Collection entries
■ ■ ■ ■

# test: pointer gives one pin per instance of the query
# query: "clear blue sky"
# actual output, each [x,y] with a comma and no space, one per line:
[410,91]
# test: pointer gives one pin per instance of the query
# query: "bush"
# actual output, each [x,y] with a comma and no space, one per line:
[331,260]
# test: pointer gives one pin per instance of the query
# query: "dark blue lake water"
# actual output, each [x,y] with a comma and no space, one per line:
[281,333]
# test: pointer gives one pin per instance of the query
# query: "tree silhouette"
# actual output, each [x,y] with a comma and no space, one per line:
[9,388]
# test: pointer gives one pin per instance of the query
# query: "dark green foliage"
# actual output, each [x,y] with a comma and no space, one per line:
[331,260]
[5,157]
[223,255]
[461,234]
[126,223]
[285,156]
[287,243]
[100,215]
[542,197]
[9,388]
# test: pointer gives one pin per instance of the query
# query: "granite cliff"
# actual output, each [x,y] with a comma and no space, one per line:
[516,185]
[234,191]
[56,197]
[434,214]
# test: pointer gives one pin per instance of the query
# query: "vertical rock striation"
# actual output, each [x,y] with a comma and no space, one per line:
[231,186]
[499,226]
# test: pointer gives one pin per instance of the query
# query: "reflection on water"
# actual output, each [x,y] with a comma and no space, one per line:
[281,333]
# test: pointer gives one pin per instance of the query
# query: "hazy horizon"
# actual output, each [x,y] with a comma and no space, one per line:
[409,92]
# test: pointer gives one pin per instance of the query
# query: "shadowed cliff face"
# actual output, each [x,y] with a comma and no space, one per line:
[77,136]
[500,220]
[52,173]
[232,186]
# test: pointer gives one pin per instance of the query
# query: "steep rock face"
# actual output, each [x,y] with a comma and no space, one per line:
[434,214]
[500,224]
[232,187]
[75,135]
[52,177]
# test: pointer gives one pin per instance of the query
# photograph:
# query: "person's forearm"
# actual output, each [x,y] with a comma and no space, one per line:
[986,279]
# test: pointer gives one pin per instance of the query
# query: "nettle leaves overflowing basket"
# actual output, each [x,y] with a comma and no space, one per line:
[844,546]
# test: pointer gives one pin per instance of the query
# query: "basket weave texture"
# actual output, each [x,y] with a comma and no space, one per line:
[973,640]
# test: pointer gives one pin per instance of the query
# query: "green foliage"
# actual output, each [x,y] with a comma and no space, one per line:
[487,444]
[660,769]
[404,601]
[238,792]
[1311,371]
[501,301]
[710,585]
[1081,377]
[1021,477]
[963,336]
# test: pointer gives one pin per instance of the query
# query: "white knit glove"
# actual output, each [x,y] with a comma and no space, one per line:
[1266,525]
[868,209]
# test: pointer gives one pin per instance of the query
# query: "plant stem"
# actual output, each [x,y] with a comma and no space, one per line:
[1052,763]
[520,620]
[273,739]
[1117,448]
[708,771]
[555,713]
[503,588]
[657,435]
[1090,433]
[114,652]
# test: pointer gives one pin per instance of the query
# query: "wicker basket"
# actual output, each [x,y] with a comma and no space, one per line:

■ ■ ■ ■

**OBJECTIVE**
Return all of the data word for word.

**RESULT**
# test: pointer gives one pin per instance of the query
# query: "clear blue sky"
# actual output, each [x,y] with a comma and no space, one per line:
[410,91]
# test: pointer gives one pin per instance of the query
# query: "bush"
# actual output, each [x,y] with a comma and no space, one per line:
[331,260]
# test: pointer gives one pin per instance of the query
# query: "dark blue lake water"
# actual output, each [x,y] with a comma and no space, one per line:
[281,333]
# test: pointer gives one pin per instance of the query
# query: "tree silhouette"
# actual output, each [x,y] with a comma and no space, one per line:
[9,388]
# test: pointer gives one pin per instance of the query
# query: "dark green foliage"
# actual output, each [x,y] with a comma and no space, one per line:
[331,260]
[5,157]
[223,255]
[461,234]
[126,223]
[285,156]
[287,243]
[100,215]
[542,197]
[9,388]
# test: pointer gives one pin per instance of the query
# query: "granite cliff"
# actual output, each [x,y] with a comma and no space, one per line:
[516,185]
[234,191]
[56,197]
[434,214]
# test: pointer gives one pin per instance of the query
# query: "vertical rock striation"
# actual output, each [x,y] with a comma and no space, one per line:
[231,186]
[499,226]
# test: pointer gives one pin per instance of the query
# query: "reflection on water"
# actual output, each [x,y] with a comma and no space, one per line:
[281,333]
# test: pointer gives one pin per instance of the query
# query: "hazy horizon"
# actual output, each [x,y] with a comma and no space, one per line:
[409,92]
# test: pointer gives one pin per instance of the query
# query: "shadowed cliff face"
# actual output, each [x,y] with a comma and no space, one per line:
[77,136]
[500,220]
[52,173]
[232,186]
# test: pointer gives one pin per instance of the query
# query: "steep rock face"
# actual output, each [x,y] with a comma and no space, one per line:
[434,214]
[500,224]
[232,187]
[75,135]
[52,177]
# test: pointer gives one pin per instance of the query
# photograph:
# query: "person's forearm"
# actual output, each [x,y] with a comma and no space, one per line:
[986,279]
# test: pointer gives one pin per instance of the query
# query: "nettle leaves overflowing basket"
# actual output, each [x,y] with a comma and no space, one per line:
[844,546]
# test: pointer gives one pin per instance of the query
# query: "basket weave texture"
# actual output, each [x,y] with a comma and no space, one per line:
[973,640]
# test: pointer gives one pin per instance of the query
# query: "green foliage"
# actual output, each [x,y] with a comma and no space, one per line:
[487,444]
[660,769]
[404,601]
[238,792]
[1311,371]
[501,301]
[710,585]
[1081,377]
[1021,477]
[963,336]
# test: pointer gives one pin per instance of the query
# query: "white knit glove"
# actual output, each [x,y] with a comma and no space, one per line:
[1266,525]
[868,209]
# test: pointer gives one pin per instance of the query
# query: "plant stem"
# actual output, each [x,y] with a comma and no space, one per line:
[1052,763]
[520,620]
[273,739]
[1117,448]
[708,771]
[555,713]
[503,588]
[657,435]
[1090,433]
[114,652]
# test: pointer gives one pin per instance of the query
# query: "wicker basket"
# actual output, each [x,y] with a comma and no space, one per line:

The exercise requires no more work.